*ASSIGNED TASK*
All lines in the data bearing the string "below" should be identified and copied.

━━━ STORED DATA ━━━

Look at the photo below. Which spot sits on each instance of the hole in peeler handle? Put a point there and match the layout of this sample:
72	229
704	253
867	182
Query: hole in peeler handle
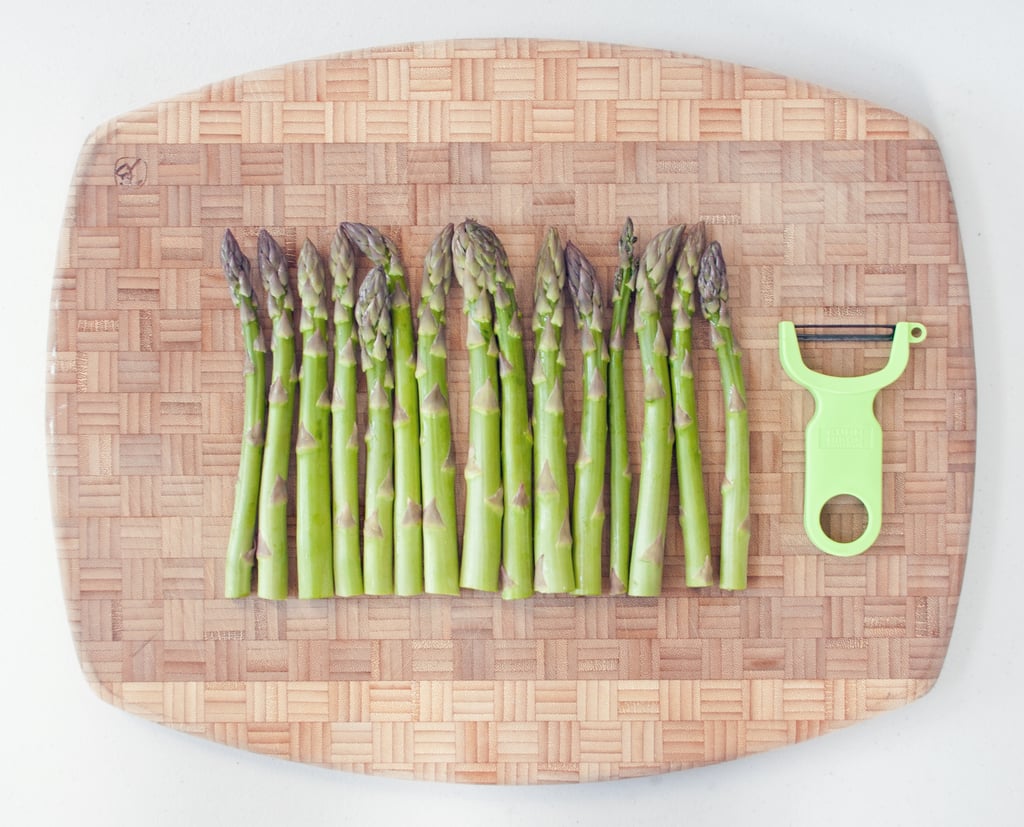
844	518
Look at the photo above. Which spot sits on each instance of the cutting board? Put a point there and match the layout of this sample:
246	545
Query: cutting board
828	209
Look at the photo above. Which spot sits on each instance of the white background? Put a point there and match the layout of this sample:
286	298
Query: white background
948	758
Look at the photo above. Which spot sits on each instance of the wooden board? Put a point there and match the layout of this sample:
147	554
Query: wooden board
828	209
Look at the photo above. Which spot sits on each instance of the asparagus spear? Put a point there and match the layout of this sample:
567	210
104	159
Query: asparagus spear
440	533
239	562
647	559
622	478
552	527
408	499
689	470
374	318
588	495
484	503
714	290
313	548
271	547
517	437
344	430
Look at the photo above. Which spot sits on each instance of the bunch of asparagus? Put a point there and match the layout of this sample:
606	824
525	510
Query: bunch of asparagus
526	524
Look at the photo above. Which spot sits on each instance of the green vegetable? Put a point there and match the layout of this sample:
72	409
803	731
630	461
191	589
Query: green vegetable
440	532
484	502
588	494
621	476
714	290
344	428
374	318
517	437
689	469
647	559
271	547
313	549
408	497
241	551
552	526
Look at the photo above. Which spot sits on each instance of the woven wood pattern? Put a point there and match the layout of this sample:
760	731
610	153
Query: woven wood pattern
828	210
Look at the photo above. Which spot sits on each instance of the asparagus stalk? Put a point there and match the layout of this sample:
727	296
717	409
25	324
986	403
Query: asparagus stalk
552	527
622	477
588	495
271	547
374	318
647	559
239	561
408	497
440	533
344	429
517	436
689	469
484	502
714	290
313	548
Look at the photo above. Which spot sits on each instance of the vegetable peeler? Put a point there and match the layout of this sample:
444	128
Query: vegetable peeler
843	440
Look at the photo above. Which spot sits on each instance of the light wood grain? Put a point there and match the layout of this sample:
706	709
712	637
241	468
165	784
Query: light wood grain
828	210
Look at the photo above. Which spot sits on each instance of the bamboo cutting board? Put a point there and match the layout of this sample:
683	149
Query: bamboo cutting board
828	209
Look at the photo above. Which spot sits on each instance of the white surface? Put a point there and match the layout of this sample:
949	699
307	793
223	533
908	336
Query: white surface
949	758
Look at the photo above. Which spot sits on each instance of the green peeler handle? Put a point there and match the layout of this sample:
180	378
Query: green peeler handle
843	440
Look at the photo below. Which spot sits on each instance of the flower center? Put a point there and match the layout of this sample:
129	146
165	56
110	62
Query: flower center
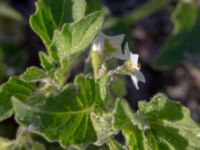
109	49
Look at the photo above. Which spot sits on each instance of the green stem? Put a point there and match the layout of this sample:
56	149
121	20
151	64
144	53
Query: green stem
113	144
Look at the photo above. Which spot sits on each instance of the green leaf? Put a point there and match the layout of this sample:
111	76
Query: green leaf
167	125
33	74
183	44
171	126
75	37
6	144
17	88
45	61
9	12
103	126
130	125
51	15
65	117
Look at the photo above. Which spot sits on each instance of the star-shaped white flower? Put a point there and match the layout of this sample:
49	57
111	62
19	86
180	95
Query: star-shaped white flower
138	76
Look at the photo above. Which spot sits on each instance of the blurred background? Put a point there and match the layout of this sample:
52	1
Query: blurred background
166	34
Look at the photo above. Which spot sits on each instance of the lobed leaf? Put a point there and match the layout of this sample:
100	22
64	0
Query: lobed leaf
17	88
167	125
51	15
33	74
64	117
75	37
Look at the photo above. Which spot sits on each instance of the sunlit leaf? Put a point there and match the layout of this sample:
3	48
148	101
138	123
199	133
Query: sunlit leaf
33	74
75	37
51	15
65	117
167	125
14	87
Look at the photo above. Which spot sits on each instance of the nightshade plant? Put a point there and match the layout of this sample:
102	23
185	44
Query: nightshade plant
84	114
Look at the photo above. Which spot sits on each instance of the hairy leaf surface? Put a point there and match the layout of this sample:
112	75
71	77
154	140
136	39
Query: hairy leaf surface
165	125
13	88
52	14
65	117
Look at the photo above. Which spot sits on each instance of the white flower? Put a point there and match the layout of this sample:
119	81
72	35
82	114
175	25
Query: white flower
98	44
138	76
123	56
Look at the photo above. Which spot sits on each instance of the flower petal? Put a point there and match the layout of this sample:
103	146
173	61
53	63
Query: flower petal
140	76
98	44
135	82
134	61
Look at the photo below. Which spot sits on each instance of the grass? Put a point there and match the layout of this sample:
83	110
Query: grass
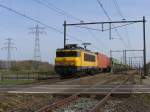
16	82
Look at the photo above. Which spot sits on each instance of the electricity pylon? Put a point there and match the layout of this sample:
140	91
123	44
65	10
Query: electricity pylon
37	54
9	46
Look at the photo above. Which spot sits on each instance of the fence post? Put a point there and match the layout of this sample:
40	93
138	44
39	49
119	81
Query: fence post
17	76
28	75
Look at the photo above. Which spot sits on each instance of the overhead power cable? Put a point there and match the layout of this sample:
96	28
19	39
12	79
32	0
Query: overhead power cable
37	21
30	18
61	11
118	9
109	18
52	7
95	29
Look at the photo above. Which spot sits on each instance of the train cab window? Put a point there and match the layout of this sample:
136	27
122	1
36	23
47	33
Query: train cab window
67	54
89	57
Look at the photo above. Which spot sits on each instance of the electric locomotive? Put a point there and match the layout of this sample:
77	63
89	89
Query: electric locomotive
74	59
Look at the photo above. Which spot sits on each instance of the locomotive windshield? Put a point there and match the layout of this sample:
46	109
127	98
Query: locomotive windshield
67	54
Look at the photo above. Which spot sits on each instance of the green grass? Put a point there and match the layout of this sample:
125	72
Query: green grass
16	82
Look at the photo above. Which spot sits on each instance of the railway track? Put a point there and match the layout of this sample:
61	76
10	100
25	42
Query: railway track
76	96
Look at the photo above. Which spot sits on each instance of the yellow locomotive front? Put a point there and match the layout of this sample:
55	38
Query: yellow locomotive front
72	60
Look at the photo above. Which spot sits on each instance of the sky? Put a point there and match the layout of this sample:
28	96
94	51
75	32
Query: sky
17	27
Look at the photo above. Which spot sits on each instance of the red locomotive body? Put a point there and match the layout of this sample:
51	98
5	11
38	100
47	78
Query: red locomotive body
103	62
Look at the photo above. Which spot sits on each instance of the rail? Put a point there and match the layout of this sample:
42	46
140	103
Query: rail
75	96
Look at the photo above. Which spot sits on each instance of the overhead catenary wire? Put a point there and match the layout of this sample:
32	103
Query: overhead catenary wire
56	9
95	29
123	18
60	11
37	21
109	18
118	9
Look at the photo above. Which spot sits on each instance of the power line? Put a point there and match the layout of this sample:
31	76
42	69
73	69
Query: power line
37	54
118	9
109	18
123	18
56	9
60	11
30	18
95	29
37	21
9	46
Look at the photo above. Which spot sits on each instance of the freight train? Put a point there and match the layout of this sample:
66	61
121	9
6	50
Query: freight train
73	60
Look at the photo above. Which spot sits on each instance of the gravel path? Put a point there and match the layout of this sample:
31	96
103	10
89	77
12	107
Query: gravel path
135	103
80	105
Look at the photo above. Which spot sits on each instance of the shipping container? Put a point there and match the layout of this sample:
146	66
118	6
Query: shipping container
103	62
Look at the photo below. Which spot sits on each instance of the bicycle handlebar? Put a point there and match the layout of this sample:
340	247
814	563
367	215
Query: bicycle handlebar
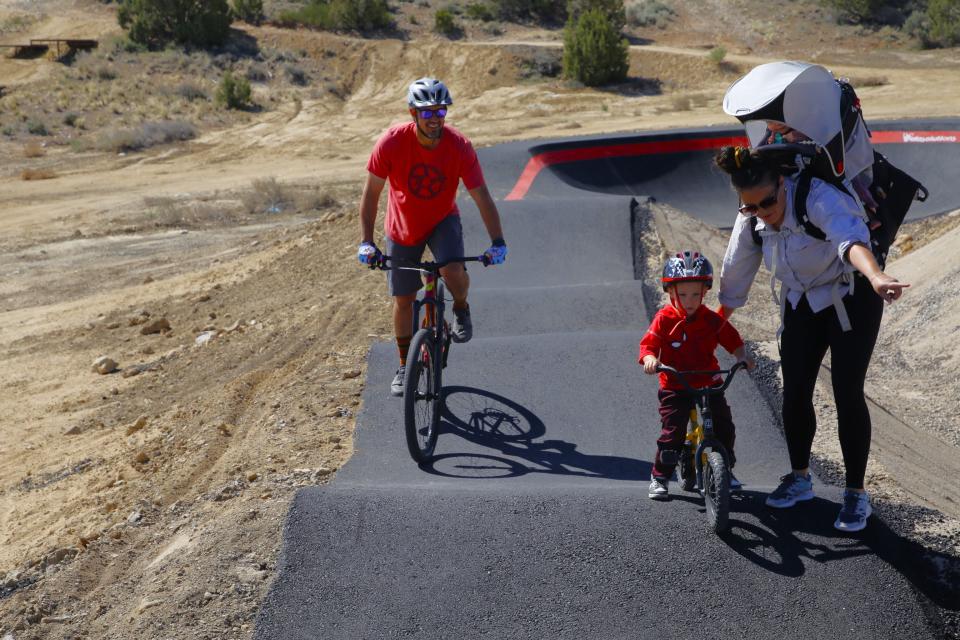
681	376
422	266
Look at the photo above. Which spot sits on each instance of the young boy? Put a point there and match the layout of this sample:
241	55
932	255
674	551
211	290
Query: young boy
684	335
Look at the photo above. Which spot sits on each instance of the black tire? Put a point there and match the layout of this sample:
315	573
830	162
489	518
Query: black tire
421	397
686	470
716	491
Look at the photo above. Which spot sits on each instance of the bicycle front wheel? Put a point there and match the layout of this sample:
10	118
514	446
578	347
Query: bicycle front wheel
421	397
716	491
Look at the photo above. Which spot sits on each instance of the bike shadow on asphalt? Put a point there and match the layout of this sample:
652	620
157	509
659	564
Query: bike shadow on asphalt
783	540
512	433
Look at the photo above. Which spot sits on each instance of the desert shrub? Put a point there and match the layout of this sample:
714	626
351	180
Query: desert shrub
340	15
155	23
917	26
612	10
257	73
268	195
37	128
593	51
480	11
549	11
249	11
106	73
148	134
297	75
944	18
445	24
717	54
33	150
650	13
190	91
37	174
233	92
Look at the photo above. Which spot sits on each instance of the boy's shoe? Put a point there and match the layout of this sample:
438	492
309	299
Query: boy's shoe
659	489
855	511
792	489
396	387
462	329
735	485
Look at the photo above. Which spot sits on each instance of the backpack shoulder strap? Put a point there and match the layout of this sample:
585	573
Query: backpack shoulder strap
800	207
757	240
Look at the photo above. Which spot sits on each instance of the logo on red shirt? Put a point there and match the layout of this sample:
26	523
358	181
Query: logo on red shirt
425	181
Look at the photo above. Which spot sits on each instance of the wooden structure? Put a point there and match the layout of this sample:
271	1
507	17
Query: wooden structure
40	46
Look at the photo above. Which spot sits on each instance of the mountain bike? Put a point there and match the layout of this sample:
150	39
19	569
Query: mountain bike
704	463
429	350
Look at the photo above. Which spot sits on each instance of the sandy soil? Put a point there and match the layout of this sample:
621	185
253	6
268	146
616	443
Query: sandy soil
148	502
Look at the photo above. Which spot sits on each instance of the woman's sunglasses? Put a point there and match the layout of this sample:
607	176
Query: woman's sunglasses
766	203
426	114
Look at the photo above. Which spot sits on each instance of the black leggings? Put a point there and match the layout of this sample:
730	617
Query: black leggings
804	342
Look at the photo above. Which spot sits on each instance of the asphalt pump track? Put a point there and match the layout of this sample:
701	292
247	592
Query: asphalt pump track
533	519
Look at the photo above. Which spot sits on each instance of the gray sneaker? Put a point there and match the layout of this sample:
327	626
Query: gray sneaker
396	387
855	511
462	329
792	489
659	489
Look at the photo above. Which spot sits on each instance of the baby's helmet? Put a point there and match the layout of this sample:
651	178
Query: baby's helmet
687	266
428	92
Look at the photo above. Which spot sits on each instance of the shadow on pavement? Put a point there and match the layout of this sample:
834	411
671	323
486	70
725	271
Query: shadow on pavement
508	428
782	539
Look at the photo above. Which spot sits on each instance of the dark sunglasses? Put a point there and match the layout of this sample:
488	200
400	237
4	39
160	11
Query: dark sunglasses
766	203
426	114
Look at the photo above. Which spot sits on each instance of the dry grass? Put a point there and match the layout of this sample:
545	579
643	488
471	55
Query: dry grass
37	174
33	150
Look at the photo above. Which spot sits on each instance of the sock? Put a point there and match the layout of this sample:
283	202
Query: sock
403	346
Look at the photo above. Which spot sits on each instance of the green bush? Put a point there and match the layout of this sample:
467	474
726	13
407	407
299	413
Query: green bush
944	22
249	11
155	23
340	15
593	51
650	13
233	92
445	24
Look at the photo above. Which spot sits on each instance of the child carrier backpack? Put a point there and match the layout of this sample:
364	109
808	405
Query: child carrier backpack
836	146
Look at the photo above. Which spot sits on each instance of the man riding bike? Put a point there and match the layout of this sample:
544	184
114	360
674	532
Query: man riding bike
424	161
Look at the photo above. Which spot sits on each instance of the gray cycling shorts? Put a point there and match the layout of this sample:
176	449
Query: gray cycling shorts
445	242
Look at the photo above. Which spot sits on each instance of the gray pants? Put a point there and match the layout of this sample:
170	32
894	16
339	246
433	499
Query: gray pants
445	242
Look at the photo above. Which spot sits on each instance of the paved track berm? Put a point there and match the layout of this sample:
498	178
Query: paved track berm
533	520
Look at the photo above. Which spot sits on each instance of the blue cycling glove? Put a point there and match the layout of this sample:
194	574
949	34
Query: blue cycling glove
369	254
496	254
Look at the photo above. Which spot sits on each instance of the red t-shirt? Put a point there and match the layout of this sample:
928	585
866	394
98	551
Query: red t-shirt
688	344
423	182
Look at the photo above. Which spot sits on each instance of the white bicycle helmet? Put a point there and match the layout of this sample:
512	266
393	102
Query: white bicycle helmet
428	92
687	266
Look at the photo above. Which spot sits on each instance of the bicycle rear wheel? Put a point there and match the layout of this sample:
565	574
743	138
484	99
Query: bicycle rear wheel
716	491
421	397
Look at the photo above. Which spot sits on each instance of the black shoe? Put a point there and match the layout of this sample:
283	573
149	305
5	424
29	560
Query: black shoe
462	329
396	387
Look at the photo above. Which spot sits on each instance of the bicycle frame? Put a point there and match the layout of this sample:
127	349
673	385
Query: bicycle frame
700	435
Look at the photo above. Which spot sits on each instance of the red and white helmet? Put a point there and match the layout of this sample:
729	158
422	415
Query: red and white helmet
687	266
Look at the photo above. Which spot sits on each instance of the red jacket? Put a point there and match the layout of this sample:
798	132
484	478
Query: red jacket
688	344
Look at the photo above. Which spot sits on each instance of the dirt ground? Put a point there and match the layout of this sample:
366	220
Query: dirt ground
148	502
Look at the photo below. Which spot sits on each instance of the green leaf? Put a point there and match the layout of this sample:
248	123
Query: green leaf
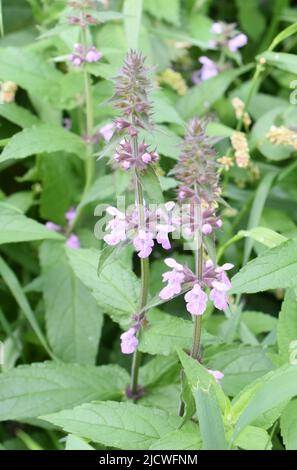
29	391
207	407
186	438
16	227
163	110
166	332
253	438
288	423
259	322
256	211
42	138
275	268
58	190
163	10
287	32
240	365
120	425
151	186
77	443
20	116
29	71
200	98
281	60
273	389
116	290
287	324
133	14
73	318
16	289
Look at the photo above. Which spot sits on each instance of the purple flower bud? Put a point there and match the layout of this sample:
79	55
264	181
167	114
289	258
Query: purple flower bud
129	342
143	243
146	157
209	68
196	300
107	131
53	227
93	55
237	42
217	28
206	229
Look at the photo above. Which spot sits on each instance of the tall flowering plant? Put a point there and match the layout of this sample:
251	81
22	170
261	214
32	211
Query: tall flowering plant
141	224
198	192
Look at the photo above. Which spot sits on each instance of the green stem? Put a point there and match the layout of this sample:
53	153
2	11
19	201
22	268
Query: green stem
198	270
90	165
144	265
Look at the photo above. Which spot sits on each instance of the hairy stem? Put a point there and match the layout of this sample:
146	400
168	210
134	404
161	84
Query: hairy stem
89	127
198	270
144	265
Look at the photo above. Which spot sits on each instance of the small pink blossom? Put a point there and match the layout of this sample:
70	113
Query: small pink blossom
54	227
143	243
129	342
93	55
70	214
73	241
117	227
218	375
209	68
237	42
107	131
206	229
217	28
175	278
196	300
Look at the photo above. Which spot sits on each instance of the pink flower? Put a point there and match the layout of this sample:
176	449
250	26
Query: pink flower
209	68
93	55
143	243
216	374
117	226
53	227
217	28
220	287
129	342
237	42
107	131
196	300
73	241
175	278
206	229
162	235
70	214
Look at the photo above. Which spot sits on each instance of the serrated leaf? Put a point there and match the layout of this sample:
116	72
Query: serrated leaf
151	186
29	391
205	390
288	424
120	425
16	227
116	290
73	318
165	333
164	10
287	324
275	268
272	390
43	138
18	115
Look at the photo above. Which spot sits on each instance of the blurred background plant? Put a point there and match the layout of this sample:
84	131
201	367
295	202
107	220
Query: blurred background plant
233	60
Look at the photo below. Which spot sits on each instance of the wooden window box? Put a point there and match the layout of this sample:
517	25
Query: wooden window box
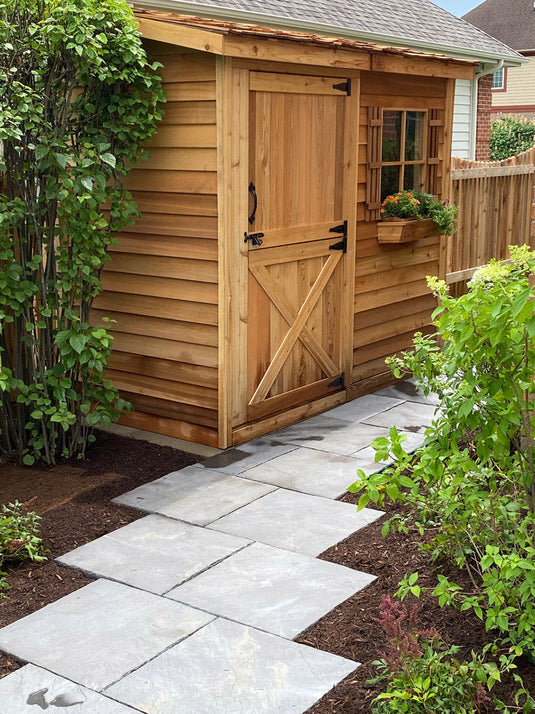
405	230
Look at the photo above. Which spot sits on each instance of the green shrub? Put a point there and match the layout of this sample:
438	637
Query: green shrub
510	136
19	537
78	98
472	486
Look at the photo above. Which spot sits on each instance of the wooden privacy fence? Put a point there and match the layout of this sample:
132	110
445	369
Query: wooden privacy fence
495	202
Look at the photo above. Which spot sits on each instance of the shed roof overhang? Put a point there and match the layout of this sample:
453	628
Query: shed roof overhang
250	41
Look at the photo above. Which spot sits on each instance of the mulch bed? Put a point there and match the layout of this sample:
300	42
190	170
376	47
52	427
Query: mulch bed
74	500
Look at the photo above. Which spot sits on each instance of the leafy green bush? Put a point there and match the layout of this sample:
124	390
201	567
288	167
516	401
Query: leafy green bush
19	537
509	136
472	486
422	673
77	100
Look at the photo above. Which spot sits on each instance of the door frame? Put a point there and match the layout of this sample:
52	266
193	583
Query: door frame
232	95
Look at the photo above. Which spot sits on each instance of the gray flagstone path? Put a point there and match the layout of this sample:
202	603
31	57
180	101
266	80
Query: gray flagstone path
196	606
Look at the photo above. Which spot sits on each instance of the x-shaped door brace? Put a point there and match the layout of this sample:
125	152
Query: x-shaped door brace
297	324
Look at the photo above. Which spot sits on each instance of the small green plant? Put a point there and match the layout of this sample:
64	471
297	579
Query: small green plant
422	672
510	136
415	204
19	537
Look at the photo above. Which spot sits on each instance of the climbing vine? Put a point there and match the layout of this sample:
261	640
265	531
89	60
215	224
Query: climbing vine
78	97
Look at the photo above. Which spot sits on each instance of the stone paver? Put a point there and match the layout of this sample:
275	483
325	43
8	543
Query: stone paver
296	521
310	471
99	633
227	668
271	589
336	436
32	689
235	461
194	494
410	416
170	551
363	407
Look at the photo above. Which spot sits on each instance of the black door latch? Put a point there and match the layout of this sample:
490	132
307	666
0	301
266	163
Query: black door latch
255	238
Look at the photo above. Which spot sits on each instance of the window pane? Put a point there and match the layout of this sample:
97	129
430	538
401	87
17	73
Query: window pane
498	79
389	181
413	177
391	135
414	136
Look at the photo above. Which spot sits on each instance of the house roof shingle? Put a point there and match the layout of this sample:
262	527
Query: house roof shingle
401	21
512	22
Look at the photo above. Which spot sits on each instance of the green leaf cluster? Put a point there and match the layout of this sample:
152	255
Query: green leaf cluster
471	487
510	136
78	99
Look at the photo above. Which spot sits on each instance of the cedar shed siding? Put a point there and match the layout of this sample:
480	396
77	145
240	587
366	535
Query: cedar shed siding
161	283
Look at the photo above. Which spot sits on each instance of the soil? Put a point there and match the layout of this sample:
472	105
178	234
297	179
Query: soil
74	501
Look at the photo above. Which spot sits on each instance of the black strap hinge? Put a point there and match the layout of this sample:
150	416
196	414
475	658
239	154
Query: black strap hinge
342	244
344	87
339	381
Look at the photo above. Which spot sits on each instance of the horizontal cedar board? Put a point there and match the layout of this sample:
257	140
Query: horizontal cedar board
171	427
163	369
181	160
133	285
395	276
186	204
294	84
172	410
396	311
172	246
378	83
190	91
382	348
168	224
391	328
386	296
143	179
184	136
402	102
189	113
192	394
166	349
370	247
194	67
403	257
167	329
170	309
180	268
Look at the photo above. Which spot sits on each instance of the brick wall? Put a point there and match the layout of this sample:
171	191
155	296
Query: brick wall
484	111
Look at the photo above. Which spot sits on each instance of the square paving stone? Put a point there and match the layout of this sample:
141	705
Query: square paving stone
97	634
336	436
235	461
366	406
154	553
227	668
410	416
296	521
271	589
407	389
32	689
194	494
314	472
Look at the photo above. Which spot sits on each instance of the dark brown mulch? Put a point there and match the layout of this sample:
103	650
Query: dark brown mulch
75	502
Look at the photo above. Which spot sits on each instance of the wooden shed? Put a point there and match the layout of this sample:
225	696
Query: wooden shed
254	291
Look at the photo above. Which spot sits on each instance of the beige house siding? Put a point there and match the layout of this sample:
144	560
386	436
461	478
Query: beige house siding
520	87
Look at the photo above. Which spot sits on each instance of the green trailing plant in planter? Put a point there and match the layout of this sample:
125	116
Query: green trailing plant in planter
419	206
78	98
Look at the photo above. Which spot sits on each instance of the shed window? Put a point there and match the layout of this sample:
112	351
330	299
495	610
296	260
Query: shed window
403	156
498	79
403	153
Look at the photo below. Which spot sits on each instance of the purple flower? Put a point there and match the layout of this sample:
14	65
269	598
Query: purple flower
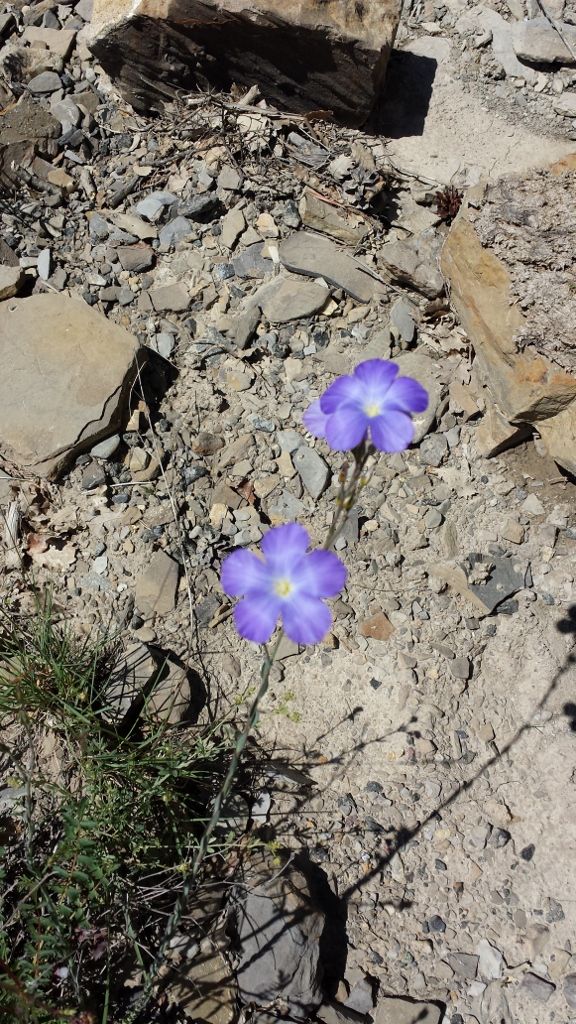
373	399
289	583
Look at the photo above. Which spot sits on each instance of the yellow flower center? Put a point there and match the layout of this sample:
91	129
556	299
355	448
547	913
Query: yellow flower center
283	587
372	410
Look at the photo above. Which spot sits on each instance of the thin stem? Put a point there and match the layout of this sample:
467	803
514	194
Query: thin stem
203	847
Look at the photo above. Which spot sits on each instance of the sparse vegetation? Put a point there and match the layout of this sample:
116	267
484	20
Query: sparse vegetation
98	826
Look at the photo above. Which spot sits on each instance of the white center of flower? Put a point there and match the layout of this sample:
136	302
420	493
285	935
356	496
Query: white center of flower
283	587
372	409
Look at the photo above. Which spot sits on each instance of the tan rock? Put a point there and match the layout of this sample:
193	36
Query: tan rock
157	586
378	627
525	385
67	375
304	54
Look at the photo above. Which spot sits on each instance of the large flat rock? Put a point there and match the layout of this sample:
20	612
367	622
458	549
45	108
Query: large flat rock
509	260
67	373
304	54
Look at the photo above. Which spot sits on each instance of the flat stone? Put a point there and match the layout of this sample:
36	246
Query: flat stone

━━━

*THE COMPLETED TASK*
Look at the photo below. Which spot sits on each instance of the hole in peeler handle? Put a point there and match the layout of this sample:
Look at the photo below. Which spot sits on each instance of the flower center? Put a point there and match the layout of this sample:
Look at the photo below. Which spot sits on each instance of the grass? Put a point there and match the layout of this sample:
Look at the photo below. Which spot sits on each instance of the bicycle handlebar? Put a point there and match the layout of this sample:
Look at the photo below. Which spot sits on each instance of the green leaf? Put a point there and match the layout of this sample:
Look at the photo below. Which spot sits on each instance of the wooden window box? Put a point there and match the layout of this sample:
Look at the photo below. Which spot sits on each instance of the purple flower? Put a point there and match the layout of this sample:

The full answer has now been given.